Excerpted passage:
===
# 3 week old little girl



## goat lady (May 18, 2009)

My little girl is 3 weeks old. I got her when she was 2 weeks old and was told to put her on the replacer. Well that made her have the runs and she just was not herself. I put her on whole cow's milk/water and she has been great all week till today. She has the runs again. I gave her a little sweet feed to give her something extra.  She would not take her bottle at lunch or dinner tonight. She just seems like she has an upset tummy. What should I do? Is it too early for feed? She won't even eat hay either. I don't want her to dehydrate.   Thanks for any help.


----------



## Thomas423 (May 18, 2009)

When I got my "bottle baby" pygmy, we found a local milk goat farmer who sold us goat milk by the gallon.   Ask around.   Our local feed store gave us the farmer's name and number.   

Good luck with the little one.


----------



## JerseyXGirl (May 18, 2009)

I would give 2-3cc's of pepto.   My babies didn't start on food till about 2 weeks ago and they are 9 weeks old.  The nibbled but didn't really eat.  I didn't dilute the whole milk either, that can cause digestive upset. 

I had them on milk replacer when we got them at 4 days old and had nothing but problems, switched to whole milk and added 2cc's to every bottle till they had normal poos.  How much and how often are you feeding?  Sometimes to much to often can cause upsets as well.


----------



## helmstead (May 18, 2009)

I would suspect cocci and treat accordingly with DiMethox 40% (BTW - 3 weeks of age is when we begin our cocci prevention on our kids because it is the most common age for symptoms to begin).


----------



## goat lady (May 19, 2009)

It has been a sad morning. We woke up and she was gone.  So I have been pretty upset this morning. 

She was drinking 5-8oz out of the bottle and last night she did eat the hay that was in with her, but usually she is up by 6am and calling out to me, so I usually would feed her the bottle about 7am. I woke up at 7:15am and knew something was wrong.  I have heard different stories on how old they should be when taken away from their moms.  My other two were older when we got them so I guess I should stick with older ones.  After a week of having her... I had fallen in love.
===
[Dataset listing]

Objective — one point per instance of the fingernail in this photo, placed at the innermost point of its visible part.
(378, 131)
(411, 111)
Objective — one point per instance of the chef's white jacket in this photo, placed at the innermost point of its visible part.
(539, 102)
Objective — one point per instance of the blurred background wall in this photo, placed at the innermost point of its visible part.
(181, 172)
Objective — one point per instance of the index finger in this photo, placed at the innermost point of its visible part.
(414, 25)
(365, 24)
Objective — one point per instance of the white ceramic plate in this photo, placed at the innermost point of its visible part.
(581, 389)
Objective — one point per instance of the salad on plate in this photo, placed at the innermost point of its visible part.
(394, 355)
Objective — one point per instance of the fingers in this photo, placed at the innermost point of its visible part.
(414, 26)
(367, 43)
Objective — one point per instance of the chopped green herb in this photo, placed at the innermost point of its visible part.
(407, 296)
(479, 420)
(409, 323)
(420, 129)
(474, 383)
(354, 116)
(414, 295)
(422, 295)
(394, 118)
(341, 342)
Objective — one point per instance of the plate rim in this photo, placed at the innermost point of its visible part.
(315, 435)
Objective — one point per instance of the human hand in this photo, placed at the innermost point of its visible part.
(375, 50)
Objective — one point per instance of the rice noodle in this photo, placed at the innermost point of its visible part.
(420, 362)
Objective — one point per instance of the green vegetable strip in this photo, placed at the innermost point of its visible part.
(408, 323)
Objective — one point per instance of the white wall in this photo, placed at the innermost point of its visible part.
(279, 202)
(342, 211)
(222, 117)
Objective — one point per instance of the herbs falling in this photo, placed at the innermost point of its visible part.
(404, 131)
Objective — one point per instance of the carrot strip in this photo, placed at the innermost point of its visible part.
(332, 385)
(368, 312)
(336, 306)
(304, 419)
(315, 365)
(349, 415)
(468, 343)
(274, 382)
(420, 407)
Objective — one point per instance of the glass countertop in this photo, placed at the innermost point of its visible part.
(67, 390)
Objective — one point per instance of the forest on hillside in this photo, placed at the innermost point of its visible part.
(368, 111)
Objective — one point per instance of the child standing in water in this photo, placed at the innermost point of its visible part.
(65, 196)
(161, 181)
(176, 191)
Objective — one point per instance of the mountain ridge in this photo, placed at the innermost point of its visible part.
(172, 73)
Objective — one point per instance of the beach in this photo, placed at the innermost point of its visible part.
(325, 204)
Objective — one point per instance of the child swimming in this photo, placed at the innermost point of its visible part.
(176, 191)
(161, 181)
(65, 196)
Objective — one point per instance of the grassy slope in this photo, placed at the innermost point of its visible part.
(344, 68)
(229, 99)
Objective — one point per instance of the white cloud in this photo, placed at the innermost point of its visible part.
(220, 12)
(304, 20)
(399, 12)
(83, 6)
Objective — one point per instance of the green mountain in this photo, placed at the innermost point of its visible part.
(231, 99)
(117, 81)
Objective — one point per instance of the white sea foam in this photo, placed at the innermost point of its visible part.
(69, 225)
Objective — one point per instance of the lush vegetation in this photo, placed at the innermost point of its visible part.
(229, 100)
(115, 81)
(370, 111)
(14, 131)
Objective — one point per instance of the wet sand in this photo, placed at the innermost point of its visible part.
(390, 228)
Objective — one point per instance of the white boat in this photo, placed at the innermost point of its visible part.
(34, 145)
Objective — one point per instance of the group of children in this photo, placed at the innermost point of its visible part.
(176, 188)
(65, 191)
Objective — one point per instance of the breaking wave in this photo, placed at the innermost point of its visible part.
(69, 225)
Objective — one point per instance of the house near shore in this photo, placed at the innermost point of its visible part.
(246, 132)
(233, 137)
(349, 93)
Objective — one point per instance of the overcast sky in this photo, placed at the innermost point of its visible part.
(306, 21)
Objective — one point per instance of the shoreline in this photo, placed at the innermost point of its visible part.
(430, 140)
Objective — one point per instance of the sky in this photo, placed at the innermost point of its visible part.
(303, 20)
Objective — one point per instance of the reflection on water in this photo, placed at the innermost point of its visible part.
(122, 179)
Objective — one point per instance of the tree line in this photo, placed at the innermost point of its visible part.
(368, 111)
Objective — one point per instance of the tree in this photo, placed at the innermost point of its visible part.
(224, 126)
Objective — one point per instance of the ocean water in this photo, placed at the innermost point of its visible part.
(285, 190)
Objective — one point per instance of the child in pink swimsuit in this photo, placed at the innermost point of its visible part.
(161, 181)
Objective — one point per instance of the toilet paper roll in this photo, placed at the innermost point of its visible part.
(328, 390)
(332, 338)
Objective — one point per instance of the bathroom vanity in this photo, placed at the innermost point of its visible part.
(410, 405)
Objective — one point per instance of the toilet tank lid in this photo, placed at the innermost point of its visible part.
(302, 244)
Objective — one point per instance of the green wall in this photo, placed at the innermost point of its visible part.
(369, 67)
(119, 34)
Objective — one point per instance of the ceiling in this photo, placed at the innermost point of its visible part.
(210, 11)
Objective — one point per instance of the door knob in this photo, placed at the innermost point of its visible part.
===
Please copy the full forum thread about the three-week-old goat kid word for word. The listing has no connection to the forum thread about the sick three-week-old goat kid.

Reply to the exercise:
# 3 week old little girl



## goat lady (May 18, 2009)

My little girl is 3 weeks old. I got her when she was 2 weeks old and was told to put her on the replacer. Well that made her have the runs and she just was not herself. I put her on whole cow's milk/water and she has been great all week till today. She has the runs again. I gave her a little sweet feed to give her something extra.  She would not take her bottle at lunch or dinner tonight. She just seems like she has an upset tummy. What should I do? Is it too early for feed? She won't even eat hay either. I don't want her to dehydrate.   Thanks for any help.


----------



## Thomas423 (May 18, 2009)

When I got my "bottle baby" pygmy, we found a local milk goat farmer who sold us goat milk by the gallon.   Ask around.   Our local feed store gave us the farmer's name and number.   

Good luck with the little one.


----------



## JerseyXGirl (May 18, 2009)

I would give 2-3cc's of pepto.   My babies didn't start on food till about 2 weeks ago and they are 9 weeks old.  The nibbled but didn't really eat.  I didn't dilute the whole milk either, that can cause digestive upset. 

I had them on milk replacer when we got them at 4 days old and had nothing but problems, switched to whole milk and added 2cc's to every bottle till they had normal poos.  How much and how often are you feeding?  Sometimes to much to often can cause upsets as well.


----------



## helmstead (May 18, 2009)

I would suspect cocci and treat accordingly with DiMethox 40% (BTW - 3 weeks of age is when we begin our cocci prevention on our kids because it is the most common age for symptoms to begin).


----------



## goat lady (May 19, 2009)

It has been a sad morning. We woke up and she was gone.  So I have been pretty upset this morning. 

She was drinking 5-8oz out of the bottle and last night she did eat the hay that was in with her, but usually she is up by 6am and calling out to me, so I usually would feed her the bottle about 7am. I woke up at 7:15am and knew something was wrong.  I have heard different stories on how old they should be when taken away from their moms.  My other two were older when we got them so I guess I should stick with older ones.  After a week of having her... I had fallen in love.